── Records shown

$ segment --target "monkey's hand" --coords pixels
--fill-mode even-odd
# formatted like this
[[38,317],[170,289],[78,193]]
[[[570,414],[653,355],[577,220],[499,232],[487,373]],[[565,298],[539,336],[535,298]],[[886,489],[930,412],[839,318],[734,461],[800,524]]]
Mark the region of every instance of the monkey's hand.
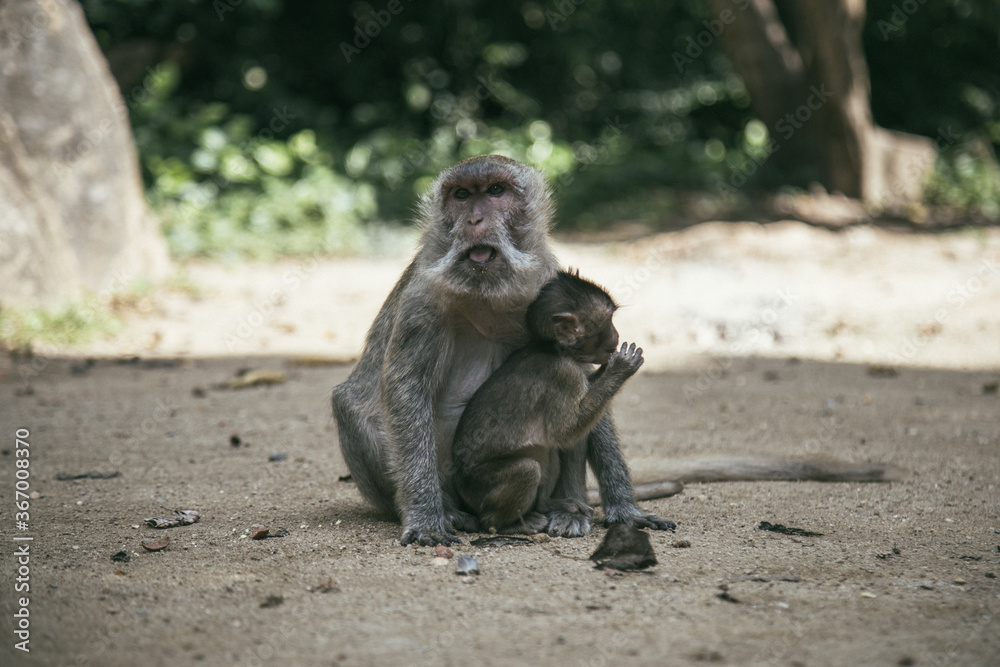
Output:
[[399,543],[404,547],[407,544],[419,544],[422,547],[433,547],[438,544],[450,546],[461,544],[462,540],[454,533],[449,532],[443,526],[440,528],[429,528],[423,526],[406,526],[403,528],[403,537]]
[[635,343],[631,345],[622,343],[621,349],[612,353],[608,359],[607,372],[621,377],[632,377],[642,366],[643,361],[645,360],[642,358],[641,347],[636,347]]
[[594,508],[574,498],[550,498],[539,502],[548,519],[548,533],[553,537],[583,537],[590,534]]
[[636,528],[652,530],[673,530],[677,527],[673,521],[662,519],[655,514],[647,514],[634,504],[625,507],[605,507],[604,513],[607,515],[604,523],[608,526],[613,523],[625,523]]

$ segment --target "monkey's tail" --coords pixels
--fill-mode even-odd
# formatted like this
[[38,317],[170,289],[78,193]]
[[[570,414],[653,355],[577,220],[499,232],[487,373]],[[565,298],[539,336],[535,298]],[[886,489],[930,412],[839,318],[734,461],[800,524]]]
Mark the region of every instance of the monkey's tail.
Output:
[[[636,484],[636,500],[666,498],[680,493],[685,483],[692,482],[890,482],[903,477],[903,469],[891,463],[850,463],[826,456],[725,456],[666,461],[640,459],[633,461],[633,467],[655,470],[655,473],[645,477],[659,480]],[[594,499],[598,497],[596,491],[591,491],[588,501],[596,504]]]

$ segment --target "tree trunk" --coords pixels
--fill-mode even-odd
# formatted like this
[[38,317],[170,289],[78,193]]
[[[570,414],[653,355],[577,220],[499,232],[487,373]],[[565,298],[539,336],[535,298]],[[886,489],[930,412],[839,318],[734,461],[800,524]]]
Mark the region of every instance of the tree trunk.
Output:
[[168,269],[79,5],[0,3],[0,303],[55,306]]
[[[710,2],[717,12],[733,6]],[[803,137],[804,146],[818,150],[830,191],[881,208],[919,201],[936,149],[926,137],[875,125],[861,41],[865,0],[787,0],[782,6],[794,22],[795,46],[773,0],[750,0],[722,33],[781,150],[782,138]]]

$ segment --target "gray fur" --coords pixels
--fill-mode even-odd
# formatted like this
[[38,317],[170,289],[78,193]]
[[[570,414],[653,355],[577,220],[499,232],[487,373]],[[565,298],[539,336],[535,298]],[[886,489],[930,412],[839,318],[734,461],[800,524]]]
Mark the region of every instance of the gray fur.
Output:
[[[672,528],[640,510],[606,410],[642,365],[635,344],[616,349],[615,305],[586,280],[560,273],[528,308],[531,344],[469,401],[455,432],[456,488],[483,528],[578,537],[590,532],[589,459],[609,523]],[[594,363],[602,364],[593,372]]]
[[[510,190],[478,224],[454,199],[466,187],[488,207],[482,193],[498,182]],[[420,211],[420,248],[333,390],[333,412],[358,489],[402,521],[402,543],[451,544],[456,529],[475,527],[451,489],[454,429],[479,385],[524,344],[525,310],[556,271],[552,204],[540,173],[483,156],[444,171]],[[482,243],[497,257],[474,266],[468,252]]]

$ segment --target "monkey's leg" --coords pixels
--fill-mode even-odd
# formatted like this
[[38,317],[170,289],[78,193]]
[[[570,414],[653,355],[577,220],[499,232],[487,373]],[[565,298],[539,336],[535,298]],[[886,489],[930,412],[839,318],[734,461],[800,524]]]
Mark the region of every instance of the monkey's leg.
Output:
[[587,460],[601,489],[606,523],[627,523],[638,528],[673,530],[673,521],[647,514],[635,504],[632,476],[622,456],[611,413],[605,413],[587,437]]
[[[582,537],[590,533],[594,508],[587,504],[587,441],[558,452],[559,477],[550,493],[539,489],[537,509],[549,520],[549,535]],[[544,495],[543,495],[544,493]]]
[[398,520],[399,510],[393,502],[396,490],[385,465],[387,457],[379,444],[380,420],[371,406],[357,398],[348,382],[333,390],[340,451],[362,497]]
[[[478,474],[464,480],[463,491],[483,528],[498,533],[534,534],[545,530],[548,519],[532,511],[542,479],[542,466],[530,457],[503,458],[483,463]],[[463,493],[463,497],[465,497]]]
[[450,489],[442,489],[441,501],[444,505],[444,518],[455,530],[465,533],[474,533],[479,530],[479,522],[476,517],[465,512],[458,507],[458,502],[452,495]]

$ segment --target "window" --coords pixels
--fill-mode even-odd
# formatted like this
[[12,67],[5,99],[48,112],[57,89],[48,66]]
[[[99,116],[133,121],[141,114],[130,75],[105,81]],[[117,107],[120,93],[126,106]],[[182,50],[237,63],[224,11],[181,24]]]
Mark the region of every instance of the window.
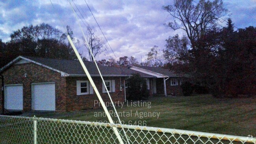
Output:
[[77,95],[89,94],[89,82],[85,81],[76,81],[76,94]]
[[105,84],[106,85],[107,89],[105,87],[104,84],[102,83],[102,92],[106,93],[108,91],[109,92],[115,92],[115,80],[106,80],[104,81]]
[[149,89],[149,79],[148,78],[145,79],[146,81],[147,82],[147,89]]
[[[105,81],[105,84],[106,85],[106,87],[107,87],[107,89],[108,91],[109,92],[111,91],[111,81]],[[107,90],[105,88],[105,91],[107,91]]]
[[178,79],[171,79],[171,85],[178,85]]

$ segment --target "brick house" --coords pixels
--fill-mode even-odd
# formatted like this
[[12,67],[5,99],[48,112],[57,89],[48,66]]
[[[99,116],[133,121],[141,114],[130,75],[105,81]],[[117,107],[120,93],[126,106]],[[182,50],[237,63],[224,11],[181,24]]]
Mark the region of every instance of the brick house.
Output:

────

• Set problem: Leave out the pictures and copy everything else in the records word for word.

• Exercise response:
$ segment --target "monkey's hand" --coords pixels
--fill-mode even-odd
# formatted like this
[[38,317],[170,289],[78,193]]
[[[570,414],[653,355],[577,220],[499,232],[487,373]],[[565,298],[539,336],[535,298]],[[886,489],[930,412],[839,318],[734,461],[800,524]]]
Mark the region of every instance of the monkey's hand.
Output:
[[399,543],[404,547],[407,544],[419,544],[422,547],[433,547],[438,544],[450,546],[461,544],[462,540],[454,533],[449,532],[443,526],[440,528],[429,528],[423,526],[406,526],[403,528],[403,537]]
[[635,343],[631,345],[622,343],[621,349],[612,353],[608,359],[607,372],[621,377],[632,377],[642,366],[643,361],[645,360],[642,358],[641,347],[636,347]]
[[594,508],[574,498],[550,498],[539,502],[548,519],[548,533],[553,537],[583,537],[590,534]]
[[636,528],[652,530],[673,530],[677,527],[673,521],[662,519],[655,514],[647,514],[634,504],[625,507],[605,507],[604,513],[607,515],[604,523],[608,526],[613,523],[625,523]]

$ segment --target "monkey's tail" --coords pixels
--fill-mode even-odd
# formatted like this
[[38,317],[170,289],[78,193]]
[[[570,414],[653,355],[577,220],[499,232],[487,373]],[[565,298],[539,336],[535,298]],[[886,489],[930,412],[839,318],[734,461],[800,524]]]
Mark the region of every instance of the monkey's tail.
Output:
[[[636,484],[636,500],[666,498],[680,493],[685,483],[692,482],[890,482],[903,477],[903,469],[891,463],[850,463],[826,456],[725,456],[666,461],[640,459],[633,461],[633,467],[655,470],[655,473],[645,477],[659,480]],[[594,499],[598,497],[596,491],[591,491],[588,501],[596,504]]]

$ segment --target "tree trunk" --coords pixels
--fill-mode even-odd
# formatted like this
[[38,317],[170,289],[78,193]]
[[[570,414],[653,355],[577,220],[499,232],[487,373]],[[565,298],[539,336],[535,298]],[[886,489],[930,412],[839,318],[734,461],[800,524]]]
Mark the region of every instance of the tree trunk.
Output:
[[168,269],[79,5],[0,3],[0,303],[55,306]]
[[[710,2],[717,12],[733,6]],[[803,137],[804,146],[818,150],[830,191],[881,208],[919,201],[936,149],[926,137],[875,125],[861,41],[865,0],[787,0],[782,6],[794,22],[795,46],[773,0],[750,0],[722,33],[781,150],[782,138]]]

$ segment --target "gray fur" --coords pixels
--fill-mode even-odd
# formatted like this
[[38,317],[170,289],[78,193]]
[[[570,414],[653,355],[577,220],[499,232],[487,373]],[[565,298],[539,336],[535,298]],[[886,489],[930,412],[839,318],[734,461],[800,524]]]
Mark the region of every instance of the gray fur.
Output:
[[[672,528],[640,510],[606,410],[642,365],[635,344],[616,349],[615,305],[586,280],[560,273],[528,308],[531,344],[469,401],[455,432],[456,488],[483,528],[578,537],[590,532],[589,459],[609,523]],[[594,363],[602,364],[593,372]]]
[[[510,190],[478,224],[454,199],[466,187],[488,207],[482,193],[498,182]],[[420,211],[420,248],[333,390],[333,412],[358,489],[402,521],[402,543],[451,544],[456,529],[475,527],[451,489],[454,429],[479,385],[524,344],[525,310],[556,271],[552,204],[540,173],[483,156],[444,171]],[[482,243],[497,257],[474,266],[468,252]]]

$ segment --target "monkey's leg" --coords pixels
--fill-mode even-odd
# formatted like this
[[38,317],[170,289],[78,193]]
[[[570,414],[653,355],[577,220],[499,232],[487,373]],[[565,298],[539,336],[535,298]],[[886,489],[930,412],[839,318],[734,461],[800,524]]]
Mark the region of every instance of the monkey's leg.
Output:
[[587,460],[601,489],[606,523],[627,523],[638,528],[673,530],[673,521],[647,514],[635,504],[632,476],[622,456],[611,413],[605,413],[587,437]]
[[[582,537],[590,533],[594,508],[587,504],[587,441],[558,452],[559,477],[550,493],[539,489],[537,509],[549,520],[549,535]],[[544,495],[543,495],[544,493]]]
[[398,520],[399,510],[393,502],[396,490],[385,465],[387,457],[379,444],[380,420],[371,406],[357,398],[348,382],[333,390],[340,451],[362,497]]
[[[478,474],[464,480],[463,491],[483,528],[498,533],[534,534],[545,530],[548,519],[532,511],[542,479],[542,466],[530,457],[503,458],[483,463]],[[463,493],[463,497],[465,497]]]
[[450,489],[442,489],[441,501],[444,505],[444,518],[455,530],[465,533],[474,533],[479,530],[479,522],[476,517],[465,512],[458,507],[458,502],[452,495]]

$ segment --target "window" --coords pixels
--fill-mode even-odd
# formatted like this
[[12,67],[5,99],[48,112],[57,89],[48,66]]
[[[99,116],[133,121],[141,114],[130,75],[105,81]],[[117,107],[120,93],[126,106]],[[182,50],[237,63],[224,11],[181,24]]]
Mark the region of every instance of the window.
Output:
[[77,95],[89,94],[89,82],[85,81],[76,81],[76,94]]
[[105,84],[106,85],[107,89],[105,87],[104,84],[102,83],[102,92],[106,93],[108,91],[109,92],[115,92],[115,80],[106,80],[104,81]]
[[149,89],[149,79],[148,78],[145,79],[146,81],[147,82],[147,89]]
[[[105,81],[105,84],[106,85],[106,87],[107,87],[107,89],[108,91],[109,92],[111,91],[111,81]],[[107,90],[105,88],[105,91],[107,91]]]
[[178,79],[171,79],[171,85],[178,85]]

$ segment --target "brick house" --coords pixels
--fill-mode even-odd
# formatted like this
[[12,67],[5,99],[48,112],[57,89],[48,66]]
[[[99,116],[133,121],[141,114],[130,75],[105,81]],[[117,107],[120,93],[126,106]],[[182,50],[237,63],[224,11],[181,24]]]
Mark the region of every instance of the brick house.
Output:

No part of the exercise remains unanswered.